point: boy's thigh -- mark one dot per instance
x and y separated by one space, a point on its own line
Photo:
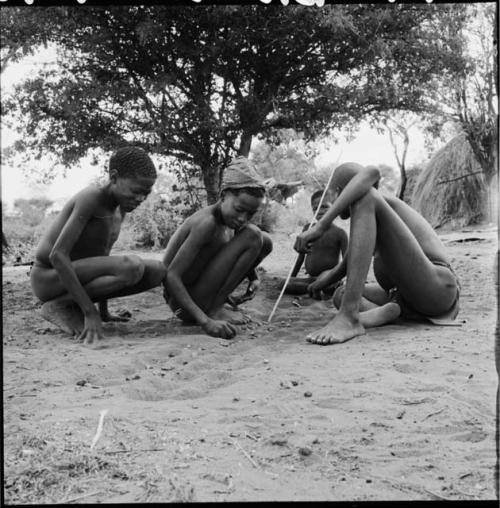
47 284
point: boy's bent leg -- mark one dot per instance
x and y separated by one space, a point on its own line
427 288
99 276
346 324
373 296
153 275
226 270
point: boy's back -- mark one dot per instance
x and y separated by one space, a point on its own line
100 227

_ _ _ _ _ _ _

§ **SET EXERCISE**:
Present every line of the entries above as a Markdown table with the columns No. and Line, numbering the rows and skipping blank lines. Leave the pictures out.

§ **OUTPUT FOR THIS EXERCISE**:
| No. | Line |
|---|---|
| 1 | point: boy's thigh -- mark one dot per instance |
| 2 | x and y separated by one space, a point on its own line |
| 3 | Photo: |
| 4 | 47 284 |
| 5 | point: boy's bent leg -- mark one dot per instance |
| 6 | x and y separated by one space, a point on its own line |
| 7 | 427 288 |
| 8 | 99 276 |
| 9 | 346 324 |
| 10 | 373 296 |
| 11 | 153 275 |
| 12 | 226 270 |
| 13 | point: boy's back -- mark one dot per instance |
| 14 | x and y separated by one space, a point on its own line |
| 15 | 100 227 |